Diazoxide Linked to Lung/Heart Problems in Infants
Diazoxide and Pulmonary Hypertension
The FDA claims to have found 11 reports of infants with pulmonary hypertension while taking diazoxide. These findings were recorded in the FDA Adverse Event Reporting System started in 1973, when diazoxide was first approved.
In each of these cases, pulmonary hypertension had subsided as soon as diazoxide was stopped. Pulmonary hypertension is the occurrence of high blood pressure that damages the lungs and heart.
Signs of pulmonary hypertension in infants resulting from the use of diazoxide include respiratory difficulty such as grunting, unnatural chest movements, flaring nostrils, fast breathing, trouble feeding, or bluish color in the skin and lips.
Infants high at risk for meconium aspiration syndrome, respiratory distress syndrome, transient tachypnea, pneumonia, sepsis, congenital diaphragmatic hernia, and congenital heart disease should be especially cautious when taking this drug.
More about Diazoxide
Hypoglycemia is a condition in which the body has abnormally low levels of blood sugar. Hypoglycemia is not a disease alone, but a sign of further health problems. Diazoxide is an antihypoglycemia drug used in treating hypoglycemic patients.

» Activity
Output the full article on diazoxide and pulmonary hypertension in infants word for word. The lines that come next are separate material, unrelated to the article on diazoxide.

Saved data entries
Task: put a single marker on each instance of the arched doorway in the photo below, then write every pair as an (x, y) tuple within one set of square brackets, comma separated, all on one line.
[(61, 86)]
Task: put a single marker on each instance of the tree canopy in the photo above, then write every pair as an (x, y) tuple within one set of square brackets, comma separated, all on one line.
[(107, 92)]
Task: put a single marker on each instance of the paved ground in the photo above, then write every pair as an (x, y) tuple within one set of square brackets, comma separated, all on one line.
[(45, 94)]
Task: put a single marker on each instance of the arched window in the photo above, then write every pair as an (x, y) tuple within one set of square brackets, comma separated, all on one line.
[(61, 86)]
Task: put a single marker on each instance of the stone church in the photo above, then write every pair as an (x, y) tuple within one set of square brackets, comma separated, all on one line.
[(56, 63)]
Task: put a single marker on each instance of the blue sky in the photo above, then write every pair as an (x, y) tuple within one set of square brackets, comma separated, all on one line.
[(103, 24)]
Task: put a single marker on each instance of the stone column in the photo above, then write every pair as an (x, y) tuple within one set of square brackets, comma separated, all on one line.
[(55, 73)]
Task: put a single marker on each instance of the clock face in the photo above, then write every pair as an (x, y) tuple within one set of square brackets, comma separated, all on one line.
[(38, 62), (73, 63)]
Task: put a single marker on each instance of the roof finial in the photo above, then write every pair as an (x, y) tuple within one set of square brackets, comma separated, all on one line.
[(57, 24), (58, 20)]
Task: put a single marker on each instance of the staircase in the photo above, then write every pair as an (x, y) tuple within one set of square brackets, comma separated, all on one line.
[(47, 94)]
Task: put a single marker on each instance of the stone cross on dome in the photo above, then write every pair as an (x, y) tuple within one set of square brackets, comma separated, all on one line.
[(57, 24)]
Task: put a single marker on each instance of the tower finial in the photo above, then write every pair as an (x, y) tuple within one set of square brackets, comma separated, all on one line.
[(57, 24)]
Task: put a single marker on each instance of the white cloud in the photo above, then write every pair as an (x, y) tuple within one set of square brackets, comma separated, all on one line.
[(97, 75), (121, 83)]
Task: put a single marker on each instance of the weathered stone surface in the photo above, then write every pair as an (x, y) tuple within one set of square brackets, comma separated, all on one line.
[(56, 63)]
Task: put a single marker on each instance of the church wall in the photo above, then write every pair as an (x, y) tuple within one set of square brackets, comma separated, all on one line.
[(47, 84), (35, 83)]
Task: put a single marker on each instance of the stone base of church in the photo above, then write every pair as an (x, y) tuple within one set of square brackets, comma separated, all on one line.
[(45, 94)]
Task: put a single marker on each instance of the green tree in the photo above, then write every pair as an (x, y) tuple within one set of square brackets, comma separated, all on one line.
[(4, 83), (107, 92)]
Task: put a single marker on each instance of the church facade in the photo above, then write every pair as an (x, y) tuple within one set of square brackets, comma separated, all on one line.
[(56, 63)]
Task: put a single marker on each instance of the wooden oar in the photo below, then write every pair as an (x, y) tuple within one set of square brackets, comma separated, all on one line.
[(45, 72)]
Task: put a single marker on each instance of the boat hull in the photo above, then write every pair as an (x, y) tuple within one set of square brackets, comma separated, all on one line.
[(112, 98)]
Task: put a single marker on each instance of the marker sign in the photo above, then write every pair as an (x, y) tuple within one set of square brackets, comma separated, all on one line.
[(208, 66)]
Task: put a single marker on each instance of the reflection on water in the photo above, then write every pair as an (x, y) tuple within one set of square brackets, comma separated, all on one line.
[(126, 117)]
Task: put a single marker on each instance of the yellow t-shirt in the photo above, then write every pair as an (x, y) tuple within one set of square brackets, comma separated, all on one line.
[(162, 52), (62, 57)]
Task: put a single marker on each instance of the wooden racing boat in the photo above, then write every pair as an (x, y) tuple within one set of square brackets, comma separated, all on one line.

» Exercise answer
Diazoxide Linked to Lung/Heart Problems in Infants
Diazoxide and Pulmonary Hypertension
The FDA claims to have found 11 reports of infants with pulmonary hypertension while taking diazoxide. These findings were recorded in the FDA Adverse Event Reporting System started in 1973, when diazoxide was first approved.
In each of these cases, pulmonary hypertension had subsided as soon as diazoxide was stopped. Pulmonary hypertension is the occurrence of high blood pressure that damages the lungs and heart.
Signs of pulmonary hypertension in infants resulting from the use of diazoxide include respiratory difficulty such as grunting, unnatural chest movements, flaring nostrils, fast breathing, trouble feeding, or bluish color in the skin and lips.
Infants high at risk for meconium aspiration syndrome, respiratory distress syndrome, transient tachypnea, pneumonia, sepsis, congenital diaphragmatic hernia, and congenital heart disease should be especially cautious when taking this drug.
More about Diazoxide
Hypoglycemia is a condition in which the body has abnormally low levels of blood sugar. Hypoglycemia is not a disease alone, but a sign of further health problems. Diazoxide is an antihypoglycemia drug used in treating hypoglycemic patients.